>>>

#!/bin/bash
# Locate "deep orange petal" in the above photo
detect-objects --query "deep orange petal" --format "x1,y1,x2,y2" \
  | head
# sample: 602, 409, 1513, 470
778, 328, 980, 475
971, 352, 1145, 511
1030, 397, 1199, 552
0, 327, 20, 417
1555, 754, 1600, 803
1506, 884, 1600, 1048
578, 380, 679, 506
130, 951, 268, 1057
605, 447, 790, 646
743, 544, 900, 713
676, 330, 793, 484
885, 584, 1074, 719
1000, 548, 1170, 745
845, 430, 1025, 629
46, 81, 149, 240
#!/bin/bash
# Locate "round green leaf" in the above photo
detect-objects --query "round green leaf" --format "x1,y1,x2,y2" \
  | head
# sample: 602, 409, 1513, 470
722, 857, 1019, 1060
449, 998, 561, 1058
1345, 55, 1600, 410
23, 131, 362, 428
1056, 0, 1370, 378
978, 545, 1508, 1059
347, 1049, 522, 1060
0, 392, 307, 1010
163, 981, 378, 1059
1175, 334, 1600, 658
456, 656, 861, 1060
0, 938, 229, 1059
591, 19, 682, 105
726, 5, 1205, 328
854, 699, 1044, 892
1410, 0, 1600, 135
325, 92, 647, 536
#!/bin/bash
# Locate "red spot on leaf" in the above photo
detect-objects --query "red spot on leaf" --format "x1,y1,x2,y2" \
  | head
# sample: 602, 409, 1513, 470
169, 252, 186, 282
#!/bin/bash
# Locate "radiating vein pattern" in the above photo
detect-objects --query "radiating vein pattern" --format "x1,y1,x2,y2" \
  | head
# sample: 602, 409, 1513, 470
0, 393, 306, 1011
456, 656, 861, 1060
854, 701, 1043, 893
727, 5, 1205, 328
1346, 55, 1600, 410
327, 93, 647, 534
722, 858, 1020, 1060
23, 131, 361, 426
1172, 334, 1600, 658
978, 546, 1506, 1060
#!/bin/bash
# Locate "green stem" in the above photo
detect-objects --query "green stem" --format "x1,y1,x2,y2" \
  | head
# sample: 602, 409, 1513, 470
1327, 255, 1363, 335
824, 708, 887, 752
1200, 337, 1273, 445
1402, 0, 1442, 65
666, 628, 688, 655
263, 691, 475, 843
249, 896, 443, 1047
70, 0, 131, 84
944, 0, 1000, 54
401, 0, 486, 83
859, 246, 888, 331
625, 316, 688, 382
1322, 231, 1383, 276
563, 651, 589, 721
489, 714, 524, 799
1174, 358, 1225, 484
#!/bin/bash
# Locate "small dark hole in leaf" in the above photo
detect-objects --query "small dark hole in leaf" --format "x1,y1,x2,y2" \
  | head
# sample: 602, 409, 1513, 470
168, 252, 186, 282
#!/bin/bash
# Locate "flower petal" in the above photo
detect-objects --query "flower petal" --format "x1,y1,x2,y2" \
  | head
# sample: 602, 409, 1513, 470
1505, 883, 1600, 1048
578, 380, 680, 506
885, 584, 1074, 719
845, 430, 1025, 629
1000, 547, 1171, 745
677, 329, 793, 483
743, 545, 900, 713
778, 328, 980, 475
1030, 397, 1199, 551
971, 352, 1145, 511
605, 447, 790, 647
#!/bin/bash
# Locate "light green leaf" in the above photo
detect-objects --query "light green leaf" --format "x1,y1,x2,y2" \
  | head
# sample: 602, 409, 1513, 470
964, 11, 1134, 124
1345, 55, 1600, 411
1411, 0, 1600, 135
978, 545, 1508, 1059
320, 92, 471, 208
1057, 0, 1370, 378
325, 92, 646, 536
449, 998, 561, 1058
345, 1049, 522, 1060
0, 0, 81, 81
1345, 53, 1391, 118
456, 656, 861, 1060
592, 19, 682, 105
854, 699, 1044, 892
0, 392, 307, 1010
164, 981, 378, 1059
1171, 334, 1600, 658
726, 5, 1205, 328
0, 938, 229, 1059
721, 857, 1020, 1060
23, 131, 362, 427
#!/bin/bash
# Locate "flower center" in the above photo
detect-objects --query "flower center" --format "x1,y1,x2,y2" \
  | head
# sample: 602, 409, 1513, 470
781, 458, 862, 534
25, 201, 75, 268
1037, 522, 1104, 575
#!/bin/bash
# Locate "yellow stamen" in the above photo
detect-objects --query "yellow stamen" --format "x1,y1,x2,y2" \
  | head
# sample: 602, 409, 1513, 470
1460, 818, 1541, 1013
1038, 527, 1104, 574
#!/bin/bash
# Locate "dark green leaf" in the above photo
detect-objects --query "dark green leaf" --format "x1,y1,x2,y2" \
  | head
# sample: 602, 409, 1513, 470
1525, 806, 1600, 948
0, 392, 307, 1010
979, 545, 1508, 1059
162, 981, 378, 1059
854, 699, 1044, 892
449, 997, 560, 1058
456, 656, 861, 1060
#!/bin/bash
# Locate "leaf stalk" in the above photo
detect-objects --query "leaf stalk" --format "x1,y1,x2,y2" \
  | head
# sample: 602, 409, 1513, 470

<<<

• TASK DIRECTIONS: What is needed is each line from the records with the word "vein" in it.

• RESPONSE TO THE TASK:
# Locate "radiating vein pattern" in the above photo
detect-objects --query "radiating vein pattern" --format "x1,y1,x2,y2" \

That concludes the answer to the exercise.